**DIRECTIONS**: Find each line below that contains "forest" and copy it out. Upper and lower case must match.

···

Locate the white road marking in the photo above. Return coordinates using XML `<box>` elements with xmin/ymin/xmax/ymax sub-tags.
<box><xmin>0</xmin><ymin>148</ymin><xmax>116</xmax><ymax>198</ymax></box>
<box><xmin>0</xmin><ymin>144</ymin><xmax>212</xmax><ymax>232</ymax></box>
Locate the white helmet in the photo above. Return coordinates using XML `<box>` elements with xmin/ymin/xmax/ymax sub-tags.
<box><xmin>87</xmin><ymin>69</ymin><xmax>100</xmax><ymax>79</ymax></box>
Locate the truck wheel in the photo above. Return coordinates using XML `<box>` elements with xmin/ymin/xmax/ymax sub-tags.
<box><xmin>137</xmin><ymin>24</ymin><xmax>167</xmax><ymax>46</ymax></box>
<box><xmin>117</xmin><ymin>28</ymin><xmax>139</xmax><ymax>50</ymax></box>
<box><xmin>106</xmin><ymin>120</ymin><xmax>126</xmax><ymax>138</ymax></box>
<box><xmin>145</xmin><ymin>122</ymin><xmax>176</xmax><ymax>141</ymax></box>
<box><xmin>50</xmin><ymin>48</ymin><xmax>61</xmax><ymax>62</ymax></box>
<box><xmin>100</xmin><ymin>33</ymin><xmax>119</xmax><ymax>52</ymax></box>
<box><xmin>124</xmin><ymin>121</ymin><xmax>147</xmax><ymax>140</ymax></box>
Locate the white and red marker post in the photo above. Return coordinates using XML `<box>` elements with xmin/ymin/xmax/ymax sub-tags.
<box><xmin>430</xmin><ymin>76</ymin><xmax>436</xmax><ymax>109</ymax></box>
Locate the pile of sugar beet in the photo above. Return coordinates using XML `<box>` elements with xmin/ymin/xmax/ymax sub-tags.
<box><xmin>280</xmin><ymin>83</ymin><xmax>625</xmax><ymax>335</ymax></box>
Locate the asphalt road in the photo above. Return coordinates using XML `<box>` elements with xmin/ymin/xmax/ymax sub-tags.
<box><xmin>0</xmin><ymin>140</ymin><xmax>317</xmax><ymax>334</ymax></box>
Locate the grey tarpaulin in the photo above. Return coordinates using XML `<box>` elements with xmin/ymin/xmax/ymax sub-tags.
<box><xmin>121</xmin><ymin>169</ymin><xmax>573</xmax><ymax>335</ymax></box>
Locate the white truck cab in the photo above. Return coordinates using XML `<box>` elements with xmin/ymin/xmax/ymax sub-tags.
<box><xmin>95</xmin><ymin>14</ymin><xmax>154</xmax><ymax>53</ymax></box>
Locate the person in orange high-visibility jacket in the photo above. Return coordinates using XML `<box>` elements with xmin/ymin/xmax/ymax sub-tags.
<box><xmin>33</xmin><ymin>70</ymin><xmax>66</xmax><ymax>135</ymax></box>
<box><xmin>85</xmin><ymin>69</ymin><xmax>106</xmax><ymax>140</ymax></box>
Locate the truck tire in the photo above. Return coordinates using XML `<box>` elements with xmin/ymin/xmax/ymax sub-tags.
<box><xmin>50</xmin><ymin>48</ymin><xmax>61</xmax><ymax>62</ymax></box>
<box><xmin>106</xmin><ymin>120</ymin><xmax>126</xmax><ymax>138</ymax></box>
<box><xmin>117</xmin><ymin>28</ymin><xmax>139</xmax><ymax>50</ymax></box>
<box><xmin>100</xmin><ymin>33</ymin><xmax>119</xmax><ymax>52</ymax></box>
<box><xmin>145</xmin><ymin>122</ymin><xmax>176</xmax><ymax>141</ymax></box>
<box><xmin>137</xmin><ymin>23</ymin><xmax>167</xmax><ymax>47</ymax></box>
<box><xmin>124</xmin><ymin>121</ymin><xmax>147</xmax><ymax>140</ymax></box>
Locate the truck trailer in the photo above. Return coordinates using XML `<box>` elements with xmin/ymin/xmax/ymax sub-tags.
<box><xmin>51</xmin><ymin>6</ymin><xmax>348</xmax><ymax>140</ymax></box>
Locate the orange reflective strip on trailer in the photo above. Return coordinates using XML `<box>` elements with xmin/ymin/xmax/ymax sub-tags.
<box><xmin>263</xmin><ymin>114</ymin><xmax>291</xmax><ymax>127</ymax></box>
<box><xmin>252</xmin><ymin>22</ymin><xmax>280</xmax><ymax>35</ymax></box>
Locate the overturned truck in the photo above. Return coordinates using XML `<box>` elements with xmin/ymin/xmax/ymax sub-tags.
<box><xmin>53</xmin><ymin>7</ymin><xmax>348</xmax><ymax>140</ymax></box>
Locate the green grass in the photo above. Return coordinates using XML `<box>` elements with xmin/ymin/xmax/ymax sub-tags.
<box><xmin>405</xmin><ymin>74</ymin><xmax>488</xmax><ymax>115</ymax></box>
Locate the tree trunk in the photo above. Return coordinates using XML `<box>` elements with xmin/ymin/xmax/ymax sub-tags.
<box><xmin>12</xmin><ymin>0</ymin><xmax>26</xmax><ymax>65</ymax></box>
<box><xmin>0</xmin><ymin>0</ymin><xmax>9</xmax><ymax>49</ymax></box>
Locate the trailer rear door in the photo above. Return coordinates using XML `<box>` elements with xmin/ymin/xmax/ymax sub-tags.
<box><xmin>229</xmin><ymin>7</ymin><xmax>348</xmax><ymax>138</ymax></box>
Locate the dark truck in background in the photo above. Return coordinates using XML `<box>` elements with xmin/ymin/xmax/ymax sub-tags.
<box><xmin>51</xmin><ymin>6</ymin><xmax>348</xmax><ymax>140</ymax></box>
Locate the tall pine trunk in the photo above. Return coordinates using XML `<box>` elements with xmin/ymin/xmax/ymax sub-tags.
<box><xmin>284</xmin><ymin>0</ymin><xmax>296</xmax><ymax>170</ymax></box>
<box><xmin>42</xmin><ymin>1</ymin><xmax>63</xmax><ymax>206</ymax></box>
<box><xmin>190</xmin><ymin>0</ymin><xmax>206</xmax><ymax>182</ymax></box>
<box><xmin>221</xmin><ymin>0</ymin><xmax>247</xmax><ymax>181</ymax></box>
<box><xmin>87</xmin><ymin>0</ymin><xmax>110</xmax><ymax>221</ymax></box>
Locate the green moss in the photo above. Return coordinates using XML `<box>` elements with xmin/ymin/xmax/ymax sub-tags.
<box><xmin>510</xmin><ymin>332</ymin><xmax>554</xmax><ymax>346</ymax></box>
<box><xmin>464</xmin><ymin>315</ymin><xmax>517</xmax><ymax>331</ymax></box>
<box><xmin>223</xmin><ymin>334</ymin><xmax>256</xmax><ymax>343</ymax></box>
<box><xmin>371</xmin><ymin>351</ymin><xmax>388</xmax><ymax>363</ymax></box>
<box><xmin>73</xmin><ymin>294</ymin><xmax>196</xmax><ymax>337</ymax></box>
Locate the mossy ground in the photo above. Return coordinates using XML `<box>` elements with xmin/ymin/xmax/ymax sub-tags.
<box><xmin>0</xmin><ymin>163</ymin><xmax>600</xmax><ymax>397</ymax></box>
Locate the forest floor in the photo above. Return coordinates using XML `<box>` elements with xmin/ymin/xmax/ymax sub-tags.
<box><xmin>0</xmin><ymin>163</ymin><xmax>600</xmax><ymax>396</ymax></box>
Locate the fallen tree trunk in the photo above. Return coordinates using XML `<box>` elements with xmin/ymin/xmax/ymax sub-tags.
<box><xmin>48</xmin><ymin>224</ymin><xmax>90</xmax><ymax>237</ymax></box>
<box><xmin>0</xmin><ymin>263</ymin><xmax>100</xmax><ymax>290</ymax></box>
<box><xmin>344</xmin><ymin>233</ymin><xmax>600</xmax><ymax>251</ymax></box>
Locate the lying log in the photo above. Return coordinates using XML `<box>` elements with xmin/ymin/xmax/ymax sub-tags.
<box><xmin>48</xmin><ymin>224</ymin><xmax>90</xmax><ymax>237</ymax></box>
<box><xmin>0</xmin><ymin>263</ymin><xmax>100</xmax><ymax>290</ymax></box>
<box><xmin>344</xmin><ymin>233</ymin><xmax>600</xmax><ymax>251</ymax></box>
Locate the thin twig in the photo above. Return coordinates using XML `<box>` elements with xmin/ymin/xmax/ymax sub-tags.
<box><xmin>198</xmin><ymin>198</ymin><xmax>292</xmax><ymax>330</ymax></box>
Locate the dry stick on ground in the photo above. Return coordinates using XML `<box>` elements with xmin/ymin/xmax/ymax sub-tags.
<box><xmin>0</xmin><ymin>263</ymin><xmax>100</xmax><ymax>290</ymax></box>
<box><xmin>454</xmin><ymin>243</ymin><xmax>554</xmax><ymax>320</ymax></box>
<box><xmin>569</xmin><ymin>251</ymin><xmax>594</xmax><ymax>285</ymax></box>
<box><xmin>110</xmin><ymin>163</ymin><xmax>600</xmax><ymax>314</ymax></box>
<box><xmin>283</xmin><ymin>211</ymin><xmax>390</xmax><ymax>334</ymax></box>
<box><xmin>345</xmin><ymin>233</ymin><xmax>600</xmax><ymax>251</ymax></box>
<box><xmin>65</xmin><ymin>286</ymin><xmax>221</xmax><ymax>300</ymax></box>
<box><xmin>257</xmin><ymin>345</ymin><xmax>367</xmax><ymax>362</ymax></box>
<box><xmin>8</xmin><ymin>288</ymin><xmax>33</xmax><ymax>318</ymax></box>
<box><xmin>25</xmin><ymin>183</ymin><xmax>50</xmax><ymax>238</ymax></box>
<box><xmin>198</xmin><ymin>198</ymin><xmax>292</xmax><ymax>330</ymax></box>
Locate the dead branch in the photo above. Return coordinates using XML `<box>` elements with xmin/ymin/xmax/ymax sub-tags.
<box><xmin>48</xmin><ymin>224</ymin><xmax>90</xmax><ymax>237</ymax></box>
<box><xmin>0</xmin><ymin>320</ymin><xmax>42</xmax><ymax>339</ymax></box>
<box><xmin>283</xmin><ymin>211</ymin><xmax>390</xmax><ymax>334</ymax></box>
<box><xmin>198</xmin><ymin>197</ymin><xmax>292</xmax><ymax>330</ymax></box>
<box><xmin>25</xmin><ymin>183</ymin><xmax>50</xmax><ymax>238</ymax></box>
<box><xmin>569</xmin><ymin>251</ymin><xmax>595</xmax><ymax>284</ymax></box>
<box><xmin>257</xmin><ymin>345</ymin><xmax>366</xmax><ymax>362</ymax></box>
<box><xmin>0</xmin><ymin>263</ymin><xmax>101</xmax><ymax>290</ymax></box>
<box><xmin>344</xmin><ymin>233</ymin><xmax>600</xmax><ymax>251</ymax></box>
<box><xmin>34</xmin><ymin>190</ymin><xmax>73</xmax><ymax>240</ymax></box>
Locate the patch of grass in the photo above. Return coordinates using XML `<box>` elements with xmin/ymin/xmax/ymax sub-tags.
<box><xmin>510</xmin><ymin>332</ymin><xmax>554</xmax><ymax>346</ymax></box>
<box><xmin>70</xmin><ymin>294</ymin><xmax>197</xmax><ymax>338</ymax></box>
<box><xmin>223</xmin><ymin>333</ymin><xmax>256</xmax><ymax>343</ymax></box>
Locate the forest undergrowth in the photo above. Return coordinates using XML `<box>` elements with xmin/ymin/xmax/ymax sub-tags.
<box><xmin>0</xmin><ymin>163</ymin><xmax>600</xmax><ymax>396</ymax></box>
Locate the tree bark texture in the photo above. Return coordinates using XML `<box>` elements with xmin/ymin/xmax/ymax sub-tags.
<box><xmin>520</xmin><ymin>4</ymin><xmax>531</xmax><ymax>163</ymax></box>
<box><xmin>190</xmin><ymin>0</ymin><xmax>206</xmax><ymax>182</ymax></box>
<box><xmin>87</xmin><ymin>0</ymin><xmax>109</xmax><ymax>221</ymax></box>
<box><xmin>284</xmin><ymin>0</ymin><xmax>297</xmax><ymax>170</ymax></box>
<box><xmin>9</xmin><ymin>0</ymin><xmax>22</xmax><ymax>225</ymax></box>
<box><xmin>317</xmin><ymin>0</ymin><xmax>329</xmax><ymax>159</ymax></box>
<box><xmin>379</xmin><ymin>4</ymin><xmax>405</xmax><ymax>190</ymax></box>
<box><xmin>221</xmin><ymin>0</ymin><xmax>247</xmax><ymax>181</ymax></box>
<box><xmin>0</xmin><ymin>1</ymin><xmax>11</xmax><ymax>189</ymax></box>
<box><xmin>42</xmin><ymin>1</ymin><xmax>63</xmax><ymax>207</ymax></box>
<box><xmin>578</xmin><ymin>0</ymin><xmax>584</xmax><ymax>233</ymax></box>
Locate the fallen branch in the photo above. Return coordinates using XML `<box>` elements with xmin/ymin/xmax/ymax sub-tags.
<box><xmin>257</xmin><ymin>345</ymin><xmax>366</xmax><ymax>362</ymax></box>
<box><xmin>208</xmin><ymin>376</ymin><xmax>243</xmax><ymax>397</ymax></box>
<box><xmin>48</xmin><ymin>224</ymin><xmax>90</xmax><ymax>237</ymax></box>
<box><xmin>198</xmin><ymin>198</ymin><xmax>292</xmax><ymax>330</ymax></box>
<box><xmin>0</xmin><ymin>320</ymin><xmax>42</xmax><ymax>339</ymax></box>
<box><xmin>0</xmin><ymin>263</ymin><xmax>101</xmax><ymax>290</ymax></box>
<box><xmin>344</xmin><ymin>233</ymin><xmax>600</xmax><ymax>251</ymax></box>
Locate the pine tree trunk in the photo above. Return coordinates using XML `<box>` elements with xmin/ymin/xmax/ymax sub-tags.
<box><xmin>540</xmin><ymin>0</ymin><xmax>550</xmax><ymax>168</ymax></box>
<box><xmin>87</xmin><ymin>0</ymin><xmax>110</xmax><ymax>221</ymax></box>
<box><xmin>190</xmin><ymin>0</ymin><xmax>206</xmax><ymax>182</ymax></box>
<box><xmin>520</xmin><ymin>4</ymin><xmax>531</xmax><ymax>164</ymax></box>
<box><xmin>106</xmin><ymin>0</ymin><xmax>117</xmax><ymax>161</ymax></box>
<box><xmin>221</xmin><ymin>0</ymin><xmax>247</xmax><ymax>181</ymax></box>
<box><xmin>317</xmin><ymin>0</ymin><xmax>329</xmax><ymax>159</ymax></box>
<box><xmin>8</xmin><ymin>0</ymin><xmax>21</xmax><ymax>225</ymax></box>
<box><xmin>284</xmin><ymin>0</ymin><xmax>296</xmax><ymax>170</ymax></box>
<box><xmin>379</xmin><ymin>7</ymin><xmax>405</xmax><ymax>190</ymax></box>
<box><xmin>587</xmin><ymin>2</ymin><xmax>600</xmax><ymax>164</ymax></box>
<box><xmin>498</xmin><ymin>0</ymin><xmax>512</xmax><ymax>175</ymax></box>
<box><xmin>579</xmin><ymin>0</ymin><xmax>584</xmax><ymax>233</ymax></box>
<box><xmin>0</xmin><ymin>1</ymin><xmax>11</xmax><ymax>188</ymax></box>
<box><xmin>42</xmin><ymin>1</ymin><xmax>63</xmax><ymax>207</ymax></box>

···

**RESPONSE FOR THIS EXERCISE**:
Locate the forest floor in the photo above. Return coordinates using XML `<box>` elements with xmin/ymin/xmax/ymax sub-tags.
Locate the forest undergrowth in the photo above. Return coordinates using XML `<box>` elements with xmin/ymin/xmax/ymax sub-tags.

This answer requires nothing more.